**AIM OF THE EXERCISE**:
Convert the lines below into a numbered list, leaving out any blank lines.
------
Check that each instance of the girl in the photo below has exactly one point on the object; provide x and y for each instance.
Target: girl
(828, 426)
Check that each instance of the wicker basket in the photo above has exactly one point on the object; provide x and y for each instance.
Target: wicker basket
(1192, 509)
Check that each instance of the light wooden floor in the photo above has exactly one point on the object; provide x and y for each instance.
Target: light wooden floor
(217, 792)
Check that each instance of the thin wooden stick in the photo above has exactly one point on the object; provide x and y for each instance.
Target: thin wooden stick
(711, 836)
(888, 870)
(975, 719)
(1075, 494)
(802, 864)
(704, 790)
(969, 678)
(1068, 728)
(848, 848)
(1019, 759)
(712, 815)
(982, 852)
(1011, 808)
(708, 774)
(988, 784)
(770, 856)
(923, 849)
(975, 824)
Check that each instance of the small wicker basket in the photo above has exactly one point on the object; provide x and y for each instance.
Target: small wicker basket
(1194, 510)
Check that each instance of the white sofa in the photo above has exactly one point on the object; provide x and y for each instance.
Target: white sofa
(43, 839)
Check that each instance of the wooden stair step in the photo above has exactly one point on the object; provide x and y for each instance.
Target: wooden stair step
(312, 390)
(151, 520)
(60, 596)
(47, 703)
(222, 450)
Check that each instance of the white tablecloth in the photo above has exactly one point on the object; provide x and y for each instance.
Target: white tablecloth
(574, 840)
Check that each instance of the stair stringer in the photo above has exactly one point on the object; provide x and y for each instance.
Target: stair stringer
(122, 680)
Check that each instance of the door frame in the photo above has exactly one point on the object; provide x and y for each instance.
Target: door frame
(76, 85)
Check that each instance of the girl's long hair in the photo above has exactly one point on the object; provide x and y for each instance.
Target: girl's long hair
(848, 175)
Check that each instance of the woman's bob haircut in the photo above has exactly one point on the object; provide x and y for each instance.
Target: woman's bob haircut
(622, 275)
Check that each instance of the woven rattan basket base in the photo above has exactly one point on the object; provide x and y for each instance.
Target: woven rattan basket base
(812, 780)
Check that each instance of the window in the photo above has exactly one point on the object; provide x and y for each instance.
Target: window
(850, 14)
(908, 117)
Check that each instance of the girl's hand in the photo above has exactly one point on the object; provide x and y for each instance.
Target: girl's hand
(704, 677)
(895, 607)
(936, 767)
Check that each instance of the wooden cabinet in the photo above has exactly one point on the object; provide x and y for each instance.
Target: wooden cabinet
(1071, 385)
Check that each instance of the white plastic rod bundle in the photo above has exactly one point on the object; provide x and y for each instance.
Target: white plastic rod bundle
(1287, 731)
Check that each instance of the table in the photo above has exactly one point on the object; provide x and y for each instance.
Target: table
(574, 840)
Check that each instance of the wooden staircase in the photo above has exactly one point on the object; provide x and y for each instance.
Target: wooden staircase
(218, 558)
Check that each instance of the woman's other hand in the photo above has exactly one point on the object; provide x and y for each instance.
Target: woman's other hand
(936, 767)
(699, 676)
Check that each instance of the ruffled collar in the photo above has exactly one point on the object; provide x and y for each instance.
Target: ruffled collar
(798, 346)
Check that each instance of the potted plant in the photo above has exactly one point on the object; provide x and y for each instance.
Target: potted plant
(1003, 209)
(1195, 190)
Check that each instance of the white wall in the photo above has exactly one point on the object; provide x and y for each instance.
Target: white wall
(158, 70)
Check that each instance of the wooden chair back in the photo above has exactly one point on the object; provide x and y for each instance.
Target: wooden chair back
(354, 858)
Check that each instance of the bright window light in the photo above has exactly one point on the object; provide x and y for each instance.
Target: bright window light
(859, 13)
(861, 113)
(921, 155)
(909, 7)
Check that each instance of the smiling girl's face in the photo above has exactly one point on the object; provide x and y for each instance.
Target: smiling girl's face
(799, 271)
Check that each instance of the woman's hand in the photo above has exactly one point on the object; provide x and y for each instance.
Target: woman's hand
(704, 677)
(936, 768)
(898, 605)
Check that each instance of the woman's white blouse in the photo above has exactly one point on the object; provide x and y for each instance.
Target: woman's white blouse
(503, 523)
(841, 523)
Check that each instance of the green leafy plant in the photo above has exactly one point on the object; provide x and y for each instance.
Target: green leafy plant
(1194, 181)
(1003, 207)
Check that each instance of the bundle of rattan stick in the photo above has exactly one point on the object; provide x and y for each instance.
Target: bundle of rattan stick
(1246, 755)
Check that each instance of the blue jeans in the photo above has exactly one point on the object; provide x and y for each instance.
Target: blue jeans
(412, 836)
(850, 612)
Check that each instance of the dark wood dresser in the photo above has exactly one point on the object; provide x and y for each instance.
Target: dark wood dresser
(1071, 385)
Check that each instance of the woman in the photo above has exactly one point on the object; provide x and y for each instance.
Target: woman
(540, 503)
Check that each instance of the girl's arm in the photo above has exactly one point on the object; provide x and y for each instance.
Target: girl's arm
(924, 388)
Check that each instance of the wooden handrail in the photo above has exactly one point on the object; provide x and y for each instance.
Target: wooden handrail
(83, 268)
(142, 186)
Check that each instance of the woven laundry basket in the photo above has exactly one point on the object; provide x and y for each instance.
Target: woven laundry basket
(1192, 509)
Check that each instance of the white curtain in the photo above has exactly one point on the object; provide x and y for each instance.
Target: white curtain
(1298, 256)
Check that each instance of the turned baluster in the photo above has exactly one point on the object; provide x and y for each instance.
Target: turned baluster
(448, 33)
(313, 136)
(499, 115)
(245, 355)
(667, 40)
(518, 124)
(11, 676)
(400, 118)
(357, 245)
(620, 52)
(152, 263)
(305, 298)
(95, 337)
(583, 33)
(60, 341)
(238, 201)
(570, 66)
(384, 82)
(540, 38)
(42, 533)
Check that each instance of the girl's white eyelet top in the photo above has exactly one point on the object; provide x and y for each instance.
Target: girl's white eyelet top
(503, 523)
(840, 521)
------
**OUTPUT FOR THIS EXERCISE**:
1. Check that each instance of the girl in the photo below has exactly one point on the object; provide x and y for each instance.
2. Target: girl
3. (828, 426)
4. Check that each instance of the wicker basket in the photo above has exactly one point on the object; provide x and y for each instance.
5. Target: wicker basket
6. (1192, 509)
7. Check that each instance of the light wooden floor in the photo above has exactly one point on the object; provide x and y for each instance.
8. Target: light wooden floor
9. (217, 792)
10. Check that each instance of the thin wooden stick in the photo above has exactly one point on the object; provide x and y for each instance.
11. Target: thin wooden stick
12. (711, 836)
13. (888, 870)
14. (975, 719)
15. (1075, 494)
16. (802, 864)
17. (704, 790)
18. (969, 678)
19. (1068, 728)
20. (848, 848)
21. (1019, 759)
22. (712, 815)
23. (982, 852)
24. (1011, 808)
25. (708, 774)
26. (988, 784)
27. (770, 856)
28. (923, 849)
29. (975, 824)
30. Check that each instance of the small wicker basket in the photo above has exactly one point on the object; provide x and y for each instance.
31. Target: small wicker basket
32. (1194, 510)
33. Check that each instance of the white sofa in the photo above has exactly one point on the object; provide x and y for each instance.
34. Target: white sofa
35. (43, 839)
36. Check that each instance of the wooden stair step in the photo above has exactly one point on the object; provide x and y for each instance.
37. Target: wooden stair step
38. (312, 390)
39. (151, 520)
40. (60, 596)
41. (47, 703)
42. (222, 450)
43. Check that each instance of the white tablecloth in the photo above has exactly one point on the object; provide x and y for each instance.
44. Target: white tablecloth
45. (574, 840)
46. Check that each instance of the stair stringer in the photo above has exactly one point on the object; provide x and y for each instance.
47. Target: stair stringer
48. (122, 680)
49. Check that each instance of the door frame in the photo above has exactly one point on the object; provide x and y for each instance.
50. Target: door frame
51. (76, 85)
52. Check that each instance of the girl's long hair in the photo above has exactly one point on the object; provide x and y for each instance.
53. Target: girl's long hair
54. (848, 175)
55. Check that each instance of the woman's bob haircut in the photo above has exactly one point on the object; provide x and y for each instance.
56. Target: woman's bob haircut
57. (622, 275)
58. Check that each instance of the woven rattan basket base in the photo above has exactly one point on the object; provide x and y for each instance.
59. Target: woven rattan basket base
60. (812, 780)
61. Check that each instance of the window in the photo above has exactly one point on the object; provide x and y for each instance.
62. Target: window
63. (850, 14)
64. (908, 117)
65. Check that each instance of the girl's hand in the photo above has exactly one point on the object; provide x and y for each instance.
66. Target: girl's hand
67. (704, 677)
68. (895, 607)
69. (936, 767)
70. Check that each instance of the wooden cabinet in the photo above has exactly one point on the object; provide x and y for each instance.
71. Target: wooden cabinet
72. (1071, 385)
73. Check that each instance of the white plastic rod bundle in the photo above has exactly one point on the object; provide x and y for each instance.
74. Target: white plastic rod bundle
75. (1287, 731)
76. Check that each instance of the table in the photo above has exactly one point on the object; provide x and y for each instance.
77. Target: table
78. (574, 840)
79. Check that each instance of the wooden staircase in the photo above has exactly one point on the object; provide x and y for each instance.
80. Target: wooden staircase
81. (218, 558)
82. Check that each instance of the woman's other hand in the photo above has exactly one point on the object; provide x and y for each instance.
83. Target: woman's other hand
84. (936, 767)
85. (699, 676)
86. Check that each instance of the ruffled collar in the photo above has exactly one point on the object; provide x and y for each instance.
87. Target: ruffled collar
88. (798, 346)
89. Check that each instance of the potted plant in the photo above has exactly one point on the object; provide x and y for each instance.
90. Target: potted plant
91. (1003, 209)
92. (1195, 190)
93. Check that each instance of the white wall in the photo above has exactly one point on the object; provide x and y for each instance.
94. Target: white wall
95. (158, 70)
96. Check that each instance of the wooden chair back in the photo above has exactly one point on the object; provide x and y for each instance.
97. Target: wooden chair back
98. (354, 858)
99. Check that each instance of the bright window light in the photo above has exactly one point on the object; provide x and y for each instance.
100. Target: bright window light
101. (859, 13)
102. (861, 113)
103. (921, 155)
104. (909, 7)
105. Check that each instance of the smiling girl's face in the photo above has exactly one point on the object; provide x and y for each instance.
106. Target: smiling girl's face
107. (799, 271)
108. Check that each instance of the woman's hand in the photo above has exactly one point on the object; provide x and y for each instance.
109. Target: woman's hand
110. (704, 677)
111. (936, 768)
112. (898, 605)
113. Check that each instance of the woman's white blouse in the photo above has exactly one point on the object; provide x and y for each instance.
114. Target: woman's white blouse
115. (503, 523)
116. (841, 523)
117. Check that each instance of the green leafy plant in the photo above has exactly one point on the object; provide x and y for each instance.
118. Target: green leafy plant
119. (1194, 181)
120. (1003, 207)
121. Check that each instance of the bundle of rattan stick in the photo above has exactly one point on the object; provide x and y for each instance.
122. Target: bundle of rattan stick
123. (1246, 755)
124. Check that each instance of the blue jeans in the photo above has exactly one point on the object; provide x and y for each instance.
125. Target: blue jeans
126. (412, 836)
127. (850, 612)
128. Check that each instance of the dark wood dresser in the photo above has exactly one point on the object; provide x and y for each instance.
129. Target: dark wood dresser
130. (1071, 385)
131. Check that each instance of the woman in the photo above has exactly one point on the object; provide x and y for each instance.
132. Target: woman
133. (540, 503)
134. Check that each instance of the girl's arm in the photo above has exactly one point on the object; provide x and y for each instance.
135. Target: girl's arm
136. (924, 388)
137. Check that each instance of the wooden handrail in the photo above has exactly one point on the object; provide x and y for each instance.
138. Target: wooden handrail
139. (83, 268)
140. (142, 186)
141. Check that each instance of the woven laundry basket in the photo above has exactly one point on the object; provide x and y for each instance.
142. Target: woven laundry basket
143. (1192, 509)
144. Check that each instance of the white curtain in the photo above has exactly one point on the object; provide x and y for each instance.
145. Target: white curtain
146. (1298, 256)
147. Check that each instance of the turned baluster in the photo above has exactly one point on the object; provide x and y for each instance.
148. Target: turned baluster
149. (448, 33)
150. (313, 136)
151. (499, 115)
152. (245, 355)
153. (667, 40)
154. (518, 124)
155. (11, 676)
156. (400, 118)
157. (357, 245)
158. (620, 52)
159. (152, 263)
160. (305, 298)
161. (95, 337)
162. (583, 33)
163. (60, 341)
164. (238, 201)
165. (570, 66)
166. (384, 82)
167. (540, 38)
168. (42, 533)
169. Check that each instance of the girl's white eyelet top in the photo above has exactly one point on the object; provide x and y for each instance.
170. Target: girl's white eyelet top
171. (503, 523)
172. (840, 521)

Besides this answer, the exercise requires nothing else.